*Work request*. Every record that follows is to be copied exactly, with the pictures omitted.

*Material for the task*.
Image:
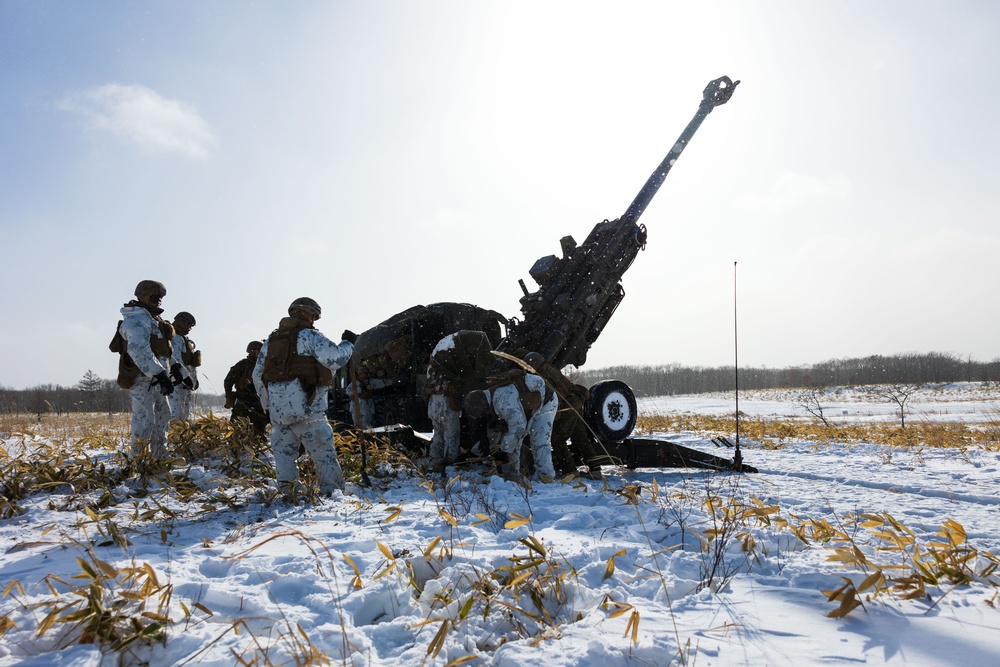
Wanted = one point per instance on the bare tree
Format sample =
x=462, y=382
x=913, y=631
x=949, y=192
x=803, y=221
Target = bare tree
x=810, y=403
x=898, y=394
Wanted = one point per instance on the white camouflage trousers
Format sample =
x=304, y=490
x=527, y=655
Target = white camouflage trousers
x=150, y=415
x=507, y=406
x=316, y=435
x=447, y=430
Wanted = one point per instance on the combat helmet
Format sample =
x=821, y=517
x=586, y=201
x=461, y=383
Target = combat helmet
x=184, y=317
x=150, y=287
x=306, y=304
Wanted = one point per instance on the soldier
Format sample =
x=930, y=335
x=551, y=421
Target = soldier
x=241, y=395
x=143, y=342
x=293, y=373
x=184, y=366
x=569, y=424
x=517, y=404
x=458, y=364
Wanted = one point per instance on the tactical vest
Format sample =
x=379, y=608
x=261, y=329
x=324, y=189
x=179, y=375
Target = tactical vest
x=530, y=400
x=189, y=355
x=283, y=362
x=128, y=372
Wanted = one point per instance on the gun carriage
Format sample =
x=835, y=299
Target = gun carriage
x=576, y=296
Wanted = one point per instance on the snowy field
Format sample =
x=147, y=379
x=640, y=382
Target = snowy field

*Answer box*.
Image:
Wanted = one point per instance on the bare tree
Format sample =
x=462, y=382
x=913, y=631
x=949, y=192
x=803, y=221
Target = bare tree
x=810, y=403
x=898, y=394
Wanted = one point per instance on the white camouflage trousers
Format sample =
x=304, y=490
x=527, y=655
Target = white camouflage trousers
x=150, y=415
x=507, y=406
x=316, y=435
x=447, y=430
Wanted = one point per instance on the combat helmet
Format sample =
x=821, y=517
x=586, y=201
x=461, y=383
Target = combat helmet
x=184, y=317
x=150, y=287
x=306, y=304
Wanted = one point per instance on the soldier
Format sample =
x=930, y=335
x=551, y=421
Target = soldier
x=241, y=395
x=143, y=342
x=293, y=373
x=184, y=366
x=569, y=424
x=517, y=404
x=458, y=364
Wanted = one point per instance on the tactical vest
Format sample =
x=379, y=608
x=261, y=329
x=324, y=189
x=179, y=375
Target = tactical vest
x=530, y=400
x=189, y=355
x=283, y=362
x=128, y=372
Wanted = one point per instance on the gun carriage
Format sample =
x=835, y=299
Target = gun carriage
x=576, y=296
Wanted = one point per instance on the snowy field
Format sample =
x=147, y=379
x=640, y=382
Target = snowy field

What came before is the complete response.